● **The request**
In the records below, rewrite the lines from the line with "In this exercise you will indicate the hazy" to the line with "point(56, 754)", swapping each "pin" for "marker" and leaving everything else unchanged.

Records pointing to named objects
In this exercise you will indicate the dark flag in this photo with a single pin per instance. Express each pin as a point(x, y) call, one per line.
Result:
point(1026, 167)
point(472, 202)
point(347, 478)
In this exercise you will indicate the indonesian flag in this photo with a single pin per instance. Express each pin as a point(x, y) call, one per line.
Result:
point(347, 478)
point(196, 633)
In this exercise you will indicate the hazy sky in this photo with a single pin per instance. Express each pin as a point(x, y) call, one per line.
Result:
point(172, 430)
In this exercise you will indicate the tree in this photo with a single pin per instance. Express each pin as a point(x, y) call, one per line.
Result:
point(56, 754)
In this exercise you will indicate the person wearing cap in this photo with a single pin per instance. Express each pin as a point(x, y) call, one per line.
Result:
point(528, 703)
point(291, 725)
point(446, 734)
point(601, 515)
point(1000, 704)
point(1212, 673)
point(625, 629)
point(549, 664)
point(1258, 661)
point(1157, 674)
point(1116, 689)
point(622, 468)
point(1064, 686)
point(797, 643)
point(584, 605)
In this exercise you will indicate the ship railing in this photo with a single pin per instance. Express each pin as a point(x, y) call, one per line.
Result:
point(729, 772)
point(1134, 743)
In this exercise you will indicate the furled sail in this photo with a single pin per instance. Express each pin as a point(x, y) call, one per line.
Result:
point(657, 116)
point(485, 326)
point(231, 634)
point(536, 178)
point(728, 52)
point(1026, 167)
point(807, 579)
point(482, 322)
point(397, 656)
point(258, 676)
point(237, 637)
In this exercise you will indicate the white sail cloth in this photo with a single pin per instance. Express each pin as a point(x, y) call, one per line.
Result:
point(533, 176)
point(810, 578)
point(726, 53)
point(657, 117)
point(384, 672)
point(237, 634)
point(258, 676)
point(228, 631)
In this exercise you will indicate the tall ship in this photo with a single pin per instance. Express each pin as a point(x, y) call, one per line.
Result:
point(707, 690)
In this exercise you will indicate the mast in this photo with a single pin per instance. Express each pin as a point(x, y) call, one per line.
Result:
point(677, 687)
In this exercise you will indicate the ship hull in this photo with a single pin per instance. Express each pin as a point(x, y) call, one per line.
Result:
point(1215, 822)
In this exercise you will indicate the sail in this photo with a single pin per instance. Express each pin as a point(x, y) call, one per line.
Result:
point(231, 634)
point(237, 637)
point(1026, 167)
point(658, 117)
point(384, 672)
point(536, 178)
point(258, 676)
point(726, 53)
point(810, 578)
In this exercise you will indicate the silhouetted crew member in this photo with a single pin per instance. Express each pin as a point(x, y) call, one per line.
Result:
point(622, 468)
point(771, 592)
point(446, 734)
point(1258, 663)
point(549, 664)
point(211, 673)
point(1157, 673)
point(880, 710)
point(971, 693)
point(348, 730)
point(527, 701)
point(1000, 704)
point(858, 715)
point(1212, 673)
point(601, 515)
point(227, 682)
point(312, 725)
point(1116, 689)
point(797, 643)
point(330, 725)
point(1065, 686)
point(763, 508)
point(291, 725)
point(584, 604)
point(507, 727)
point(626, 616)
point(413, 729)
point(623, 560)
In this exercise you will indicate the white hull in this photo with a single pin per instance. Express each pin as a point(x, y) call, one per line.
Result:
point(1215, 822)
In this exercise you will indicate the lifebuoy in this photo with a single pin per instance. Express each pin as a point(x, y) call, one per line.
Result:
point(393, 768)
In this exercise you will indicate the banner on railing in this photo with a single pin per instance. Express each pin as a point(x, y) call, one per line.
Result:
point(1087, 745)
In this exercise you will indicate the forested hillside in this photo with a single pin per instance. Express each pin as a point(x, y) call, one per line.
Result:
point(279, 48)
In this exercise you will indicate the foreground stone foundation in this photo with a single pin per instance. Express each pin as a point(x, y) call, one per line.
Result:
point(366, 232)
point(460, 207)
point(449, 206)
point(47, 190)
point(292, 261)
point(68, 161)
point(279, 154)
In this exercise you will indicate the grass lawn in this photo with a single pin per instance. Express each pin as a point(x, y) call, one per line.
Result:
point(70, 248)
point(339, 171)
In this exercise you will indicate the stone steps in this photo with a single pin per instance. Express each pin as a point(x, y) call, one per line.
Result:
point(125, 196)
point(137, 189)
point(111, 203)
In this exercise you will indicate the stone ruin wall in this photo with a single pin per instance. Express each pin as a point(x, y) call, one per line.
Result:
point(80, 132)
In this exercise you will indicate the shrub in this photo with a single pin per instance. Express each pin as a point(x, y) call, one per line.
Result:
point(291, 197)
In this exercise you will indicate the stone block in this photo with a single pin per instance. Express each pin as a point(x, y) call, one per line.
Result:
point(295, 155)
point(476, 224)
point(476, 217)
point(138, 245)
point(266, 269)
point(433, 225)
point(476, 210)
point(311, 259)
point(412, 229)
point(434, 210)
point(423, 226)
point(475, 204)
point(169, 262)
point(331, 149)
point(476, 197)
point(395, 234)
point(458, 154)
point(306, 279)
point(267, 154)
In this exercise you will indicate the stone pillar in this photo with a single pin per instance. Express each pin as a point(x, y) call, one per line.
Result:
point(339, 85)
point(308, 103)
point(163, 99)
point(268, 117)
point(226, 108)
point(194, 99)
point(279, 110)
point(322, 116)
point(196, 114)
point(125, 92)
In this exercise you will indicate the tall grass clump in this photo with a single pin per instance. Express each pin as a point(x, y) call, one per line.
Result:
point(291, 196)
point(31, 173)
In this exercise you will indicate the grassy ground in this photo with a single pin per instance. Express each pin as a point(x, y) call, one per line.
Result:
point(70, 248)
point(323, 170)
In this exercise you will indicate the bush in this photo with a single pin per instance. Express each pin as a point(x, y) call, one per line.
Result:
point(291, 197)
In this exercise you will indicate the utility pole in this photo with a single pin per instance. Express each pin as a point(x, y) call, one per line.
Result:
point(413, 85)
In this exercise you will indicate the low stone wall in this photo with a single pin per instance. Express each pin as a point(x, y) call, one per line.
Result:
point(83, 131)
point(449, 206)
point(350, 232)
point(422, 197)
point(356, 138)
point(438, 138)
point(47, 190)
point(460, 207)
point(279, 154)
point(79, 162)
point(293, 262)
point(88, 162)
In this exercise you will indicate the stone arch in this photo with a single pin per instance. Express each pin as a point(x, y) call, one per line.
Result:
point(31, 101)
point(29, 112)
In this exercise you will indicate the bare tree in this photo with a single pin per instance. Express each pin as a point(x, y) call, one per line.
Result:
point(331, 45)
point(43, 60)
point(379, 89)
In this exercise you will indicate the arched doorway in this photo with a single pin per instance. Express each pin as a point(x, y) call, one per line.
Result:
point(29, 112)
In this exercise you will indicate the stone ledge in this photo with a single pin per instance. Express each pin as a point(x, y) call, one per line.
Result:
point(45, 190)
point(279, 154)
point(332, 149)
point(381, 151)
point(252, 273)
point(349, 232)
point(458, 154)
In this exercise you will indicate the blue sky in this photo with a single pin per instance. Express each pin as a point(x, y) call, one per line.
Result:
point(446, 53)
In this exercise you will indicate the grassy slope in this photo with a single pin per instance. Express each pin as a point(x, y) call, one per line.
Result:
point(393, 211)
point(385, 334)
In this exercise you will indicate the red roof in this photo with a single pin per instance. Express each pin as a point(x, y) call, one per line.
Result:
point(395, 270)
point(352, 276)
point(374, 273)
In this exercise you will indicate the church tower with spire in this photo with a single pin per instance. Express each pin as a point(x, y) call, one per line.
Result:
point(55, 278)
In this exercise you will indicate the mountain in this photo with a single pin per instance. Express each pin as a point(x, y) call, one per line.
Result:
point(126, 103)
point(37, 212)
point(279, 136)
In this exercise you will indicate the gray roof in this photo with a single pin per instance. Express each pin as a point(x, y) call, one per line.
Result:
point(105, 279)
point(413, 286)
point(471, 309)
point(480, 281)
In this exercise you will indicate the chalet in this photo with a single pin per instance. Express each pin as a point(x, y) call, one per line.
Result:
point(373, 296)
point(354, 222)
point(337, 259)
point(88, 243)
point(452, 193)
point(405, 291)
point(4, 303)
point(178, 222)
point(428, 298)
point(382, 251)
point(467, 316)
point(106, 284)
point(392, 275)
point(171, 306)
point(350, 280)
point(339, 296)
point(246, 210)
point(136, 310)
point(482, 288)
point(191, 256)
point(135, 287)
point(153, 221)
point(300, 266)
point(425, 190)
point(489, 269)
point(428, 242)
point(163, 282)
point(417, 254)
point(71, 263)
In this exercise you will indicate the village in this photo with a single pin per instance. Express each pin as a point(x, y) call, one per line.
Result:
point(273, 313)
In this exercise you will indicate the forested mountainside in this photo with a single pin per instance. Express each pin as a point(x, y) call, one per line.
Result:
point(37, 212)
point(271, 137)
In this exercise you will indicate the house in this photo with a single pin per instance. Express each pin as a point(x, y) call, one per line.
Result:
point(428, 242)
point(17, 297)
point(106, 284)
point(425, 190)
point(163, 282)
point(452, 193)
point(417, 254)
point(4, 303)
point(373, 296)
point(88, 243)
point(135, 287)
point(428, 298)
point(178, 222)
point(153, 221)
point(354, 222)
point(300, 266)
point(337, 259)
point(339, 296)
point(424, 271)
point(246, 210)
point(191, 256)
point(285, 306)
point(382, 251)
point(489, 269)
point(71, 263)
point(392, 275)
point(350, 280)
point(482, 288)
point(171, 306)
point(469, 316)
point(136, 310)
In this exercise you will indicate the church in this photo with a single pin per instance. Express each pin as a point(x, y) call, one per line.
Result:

● **Result for this exercise**
In this exercise you will indicate the hazy sky in this photo with a single marker per instance. Express each marker as a point(x, y) call, one per line.
Result:
point(172, 430)
In this exercise you will indicate the tree in this photo with a single marker per instance. Express each marker as a point(x, y) call, one per line.
Result:
point(56, 754)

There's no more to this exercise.